**Task list**
A: In the financial text below, rewrite the paragraph beginning "Rodman & Renshaw, LLC, acting as our exclusive placement agent" as a short bulleted list that keeps its main facts.
B: Answer these questions from the financial text below:
(i) What was the dollar amount of manufacturing equipment purchased for Altrazeal™ in the first quarter of 2009?
(ii) In what month and year did the Company restructure its operations?
(iii) How many shares of common stock did the Company agree to sell under the Securities Purchase Agreement?
C: Reproduce the passage of the financial text below between "Net cash provided" and "plan for 2010.", inclusive.

**Text excerpt**

— BEGIN —

For the three months ended March 31, 2010, there were no investing activities.  For the first quarter of 2009, we purchased $14,177 of manufacturing equipment for Altrazeal™.

Financing Activities

Net cash provided by financing activities for the three months ended March 31, 2010 was $857,980 from the February Offering.  For the first quarter of 2009, there were no financing activities.

Liquidity

In July 2009, the Company restructured its operations in efforts to reduce operating expenses, optimize operations and to conserve the necessary cash to further the Company’s revised business plan.  These conservation efforts continue to be in effect as part of the Company’s strategic plan for 2010.

On February 2, 2010, we entered into a Securities Purchase Agreement with several institutional investors whereby we agreed to sell and issue to those investors 5,000,000 shares of our common stock, par value $0.001 per share.  On February 5, 2010, we closed the February Offering and received aggregate net proceeds of approximately $860,000, after deducting placement fees and offering expenses payable by us.

Rodman & Renshaw, LLC, acting as our exclusive placement agent, received a placement fee of $70,000 (equal to 7% of the aggregate gross proceeds of the February Offering) as well as compensation warrants to purchase up to an aggregate of 250,000 shares (equal to 5% of the aggregate number of shares sold in the February Offering) of our common stock at an exercise price of $0.25 per share (equal to 125% of the then public offering price per share).  The compensation warrants will expire on July 23, 2014 and will otherwise comply with Rule 5110 of the Financial Institutions Regulatory Authority.

— END —

**Data block**
— BEGIN —

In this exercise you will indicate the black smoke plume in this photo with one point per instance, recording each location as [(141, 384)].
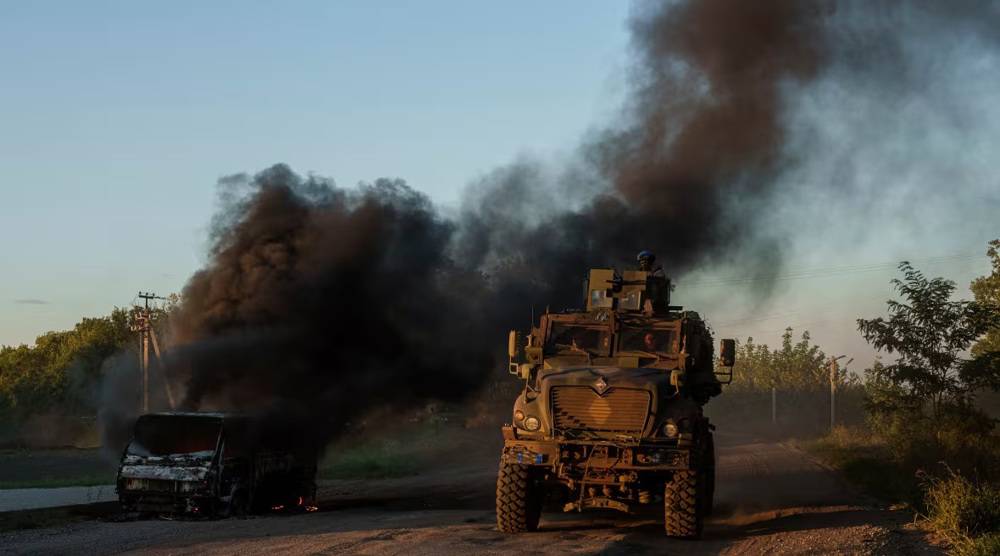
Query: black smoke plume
[(320, 303)]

— END —

**Final results**
A:
- Rodman & Renshaw, LLC was the exclusive placement agent for the February Offering.
- It received a placement fee of $70,000, equal to 7% of the offering's aggregate gross proceeds.
- It also received compensation warrants to buy up to 250,000 shares of common stock, equal to 5% of the shares sold in the offering.
- The warrants have an exercise price of $0.25 per share, which is 125% of the public offering price per share at that time.
- The warrants expire on July 23, 2014, and otherwise comply with Rule 5110 of the Financial Institutions Regulatory Authority.

B:
(i) $14,177
(ii) July 2009
(iii) 5,000,000 shares

C:
Net cash provided by financing activities for the three months ended March 31, 2010 was $857,980 from the February Offering.  For the first quarter of 2009, there were no financing activities.

Liquidity

In July 2009, the Company restructured its operations in efforts to reduce operating expenses, optimize operations and to conserve the necessary cash to further the Company’s revised business plan.  These conservation efforts continue to be in effect as part of the Company’s strategic plan for 2010.